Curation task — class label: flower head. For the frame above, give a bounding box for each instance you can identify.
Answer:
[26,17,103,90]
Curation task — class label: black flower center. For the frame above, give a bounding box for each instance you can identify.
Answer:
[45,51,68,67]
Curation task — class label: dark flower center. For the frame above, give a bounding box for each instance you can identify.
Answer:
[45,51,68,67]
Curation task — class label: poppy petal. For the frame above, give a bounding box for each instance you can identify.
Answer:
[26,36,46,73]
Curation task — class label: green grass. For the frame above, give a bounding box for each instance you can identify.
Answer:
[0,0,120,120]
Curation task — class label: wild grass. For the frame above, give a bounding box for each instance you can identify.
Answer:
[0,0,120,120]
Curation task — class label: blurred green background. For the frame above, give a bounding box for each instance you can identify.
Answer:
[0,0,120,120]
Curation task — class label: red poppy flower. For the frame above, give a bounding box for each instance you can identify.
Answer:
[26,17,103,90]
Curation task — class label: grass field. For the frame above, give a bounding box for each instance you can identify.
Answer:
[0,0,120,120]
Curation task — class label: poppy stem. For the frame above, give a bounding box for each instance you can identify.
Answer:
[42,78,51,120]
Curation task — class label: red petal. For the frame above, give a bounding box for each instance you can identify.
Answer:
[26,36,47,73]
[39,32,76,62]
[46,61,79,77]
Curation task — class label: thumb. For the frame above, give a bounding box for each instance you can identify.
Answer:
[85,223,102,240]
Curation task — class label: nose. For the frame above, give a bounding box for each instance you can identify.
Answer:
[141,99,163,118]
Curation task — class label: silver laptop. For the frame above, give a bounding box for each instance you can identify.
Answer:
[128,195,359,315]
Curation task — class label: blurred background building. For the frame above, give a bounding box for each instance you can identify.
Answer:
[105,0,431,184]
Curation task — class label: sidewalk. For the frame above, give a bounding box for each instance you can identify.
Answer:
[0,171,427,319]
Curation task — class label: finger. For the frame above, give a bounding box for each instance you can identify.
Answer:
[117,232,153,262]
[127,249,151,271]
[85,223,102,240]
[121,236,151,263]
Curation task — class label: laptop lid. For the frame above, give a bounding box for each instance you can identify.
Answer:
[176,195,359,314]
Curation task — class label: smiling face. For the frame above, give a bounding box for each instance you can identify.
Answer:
□ □ □
## WHAT IS NEEDED
Rewrite the records as a numbered list, starting at the line that contains "Curation task — class label: blurred green" and running through the end of the records, with blank lines omitted.

## ANSWER FOR THE TASK
1. Curation task — class label: blurred green background. For the frame above, give a bounding box for each instance you can identify.
2. Answer:
3. [0,0,120,120]
4. Curation task — class label: red poppy flower. For the frame above, give a bounding box for each instance you can identify.
5. Answer:
6. [26,17,103,90]
7. Curation task — class label: grass field. For the frame above, give a bounding box for each instance you can identify.
8. Answer:
9. [0,0,120,120]
10. Curation task — class label: poppy stem. For the frame above, give a bounding box for each instance you can identify.
11. Answer:
12. [42,78,51,120]
13. Curation task — class label: red petal. For the frame above, give a bounding box for each instance you can identify.
14. Answer:
15. [26,36,47,73]
16. [39,32,76,62]
17. [46,61,79,77]
18. Curation task — class label: thumb. For the frame above, give a bounding box for each instance you can identify.
19. Answer:
20. [85,223,102,240]
21. Curation task — class label: nose. For the frame above, give a bounding box for each instance you can identify.
22. Answer:
23. [141,99,163,118]
24. Curation task — class label: silver laptop. For the frame above, give a bounding box for each instance you can identify.
25. Answer:
26. [128,195,359,315]
27. Curation task — class label: blurred background building. For the frame above, give a bounding box for each instance you can identify.
28. Answer:
29. [105,0,431,184]
30. Curation task — class label: sidewalk. For the frame above, give a bounding box for each instance you can identify.
31. Answer:
32. [0,171,427,319]
33. Curation task — class label: finger. For the frame above, give a bounding box for each instance you can identify.
34. Answer:
35. [117,232,153,262]
36. [127,249,151,271]
37. [85,223,102,240]
38. [121,236,151,263]
39. Curation task — class label: laptop lid. For the frame above, give a bounding box for each instance you can identify.
40. Answer:
41. [176,195,359,314]
42. Curation task — class label: smiling face. For the frame above, give a bounding box for each instance you can identify.
43. Answer:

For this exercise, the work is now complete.